Search the material for the string "snow" and copy each line where it occurs.

──────── DATA LISTING

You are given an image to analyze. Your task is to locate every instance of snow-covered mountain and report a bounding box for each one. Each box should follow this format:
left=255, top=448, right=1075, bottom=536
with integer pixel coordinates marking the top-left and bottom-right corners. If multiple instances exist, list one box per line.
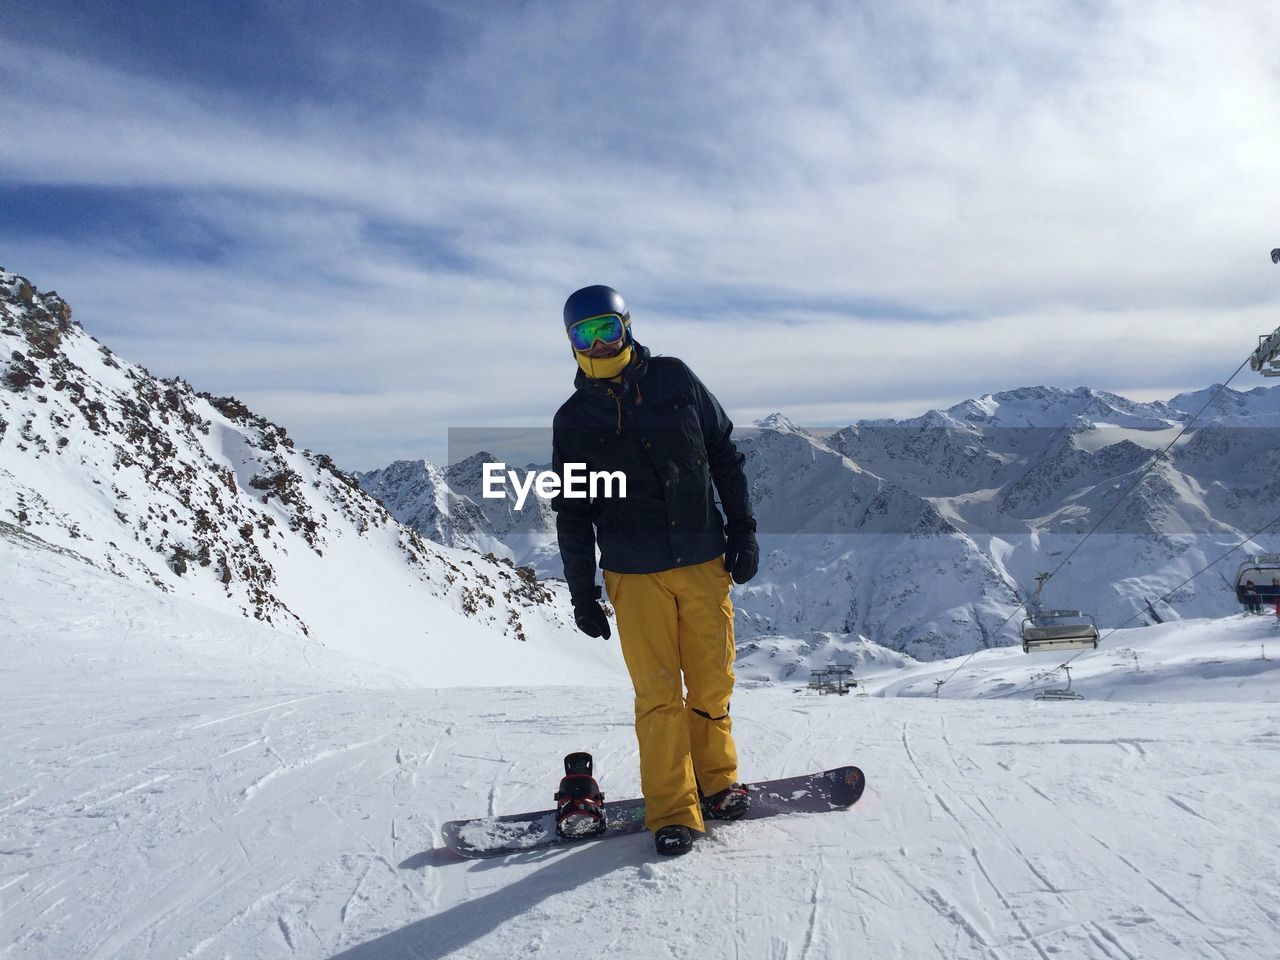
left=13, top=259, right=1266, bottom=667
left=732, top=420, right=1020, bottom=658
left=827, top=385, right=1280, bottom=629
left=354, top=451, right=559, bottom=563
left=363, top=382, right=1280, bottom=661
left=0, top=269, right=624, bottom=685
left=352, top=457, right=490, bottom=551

────────────────
──────── DATA LISTING

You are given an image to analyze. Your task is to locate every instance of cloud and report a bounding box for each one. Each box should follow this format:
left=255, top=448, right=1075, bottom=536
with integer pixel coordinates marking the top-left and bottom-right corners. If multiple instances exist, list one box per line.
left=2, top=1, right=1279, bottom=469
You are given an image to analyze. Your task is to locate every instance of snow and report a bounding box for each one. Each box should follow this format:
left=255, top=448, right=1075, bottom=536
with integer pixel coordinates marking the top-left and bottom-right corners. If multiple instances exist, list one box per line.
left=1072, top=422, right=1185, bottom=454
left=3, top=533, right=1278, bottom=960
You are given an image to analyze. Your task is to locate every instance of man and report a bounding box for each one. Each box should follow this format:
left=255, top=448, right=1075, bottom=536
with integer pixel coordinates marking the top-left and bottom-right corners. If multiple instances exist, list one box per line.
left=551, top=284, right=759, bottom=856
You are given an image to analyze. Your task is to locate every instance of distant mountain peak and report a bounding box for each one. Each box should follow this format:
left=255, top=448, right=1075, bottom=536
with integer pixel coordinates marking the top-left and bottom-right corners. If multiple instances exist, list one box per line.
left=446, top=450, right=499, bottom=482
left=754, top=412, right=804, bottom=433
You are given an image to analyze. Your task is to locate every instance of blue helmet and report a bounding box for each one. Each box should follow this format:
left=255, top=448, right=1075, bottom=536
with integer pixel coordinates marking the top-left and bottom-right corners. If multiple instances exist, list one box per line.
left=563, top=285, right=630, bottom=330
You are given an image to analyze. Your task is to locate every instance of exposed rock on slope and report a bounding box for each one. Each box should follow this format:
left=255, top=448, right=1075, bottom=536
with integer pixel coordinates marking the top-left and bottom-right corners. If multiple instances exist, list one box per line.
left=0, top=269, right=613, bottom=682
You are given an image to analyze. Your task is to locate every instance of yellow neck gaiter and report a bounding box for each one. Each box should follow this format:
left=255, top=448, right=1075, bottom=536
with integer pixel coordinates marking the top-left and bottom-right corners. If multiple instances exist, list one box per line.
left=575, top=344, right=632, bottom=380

────────────────

> _TASK RESULT_
You are given an image to analyze. Your task is to locate every instance of snow-covered mountain and report a bounding box for each one. Each box should follow this format:
You are given an image to analyze. Your task is to locate every instance of snow and report a bounding box for each one. Each box should follow this format:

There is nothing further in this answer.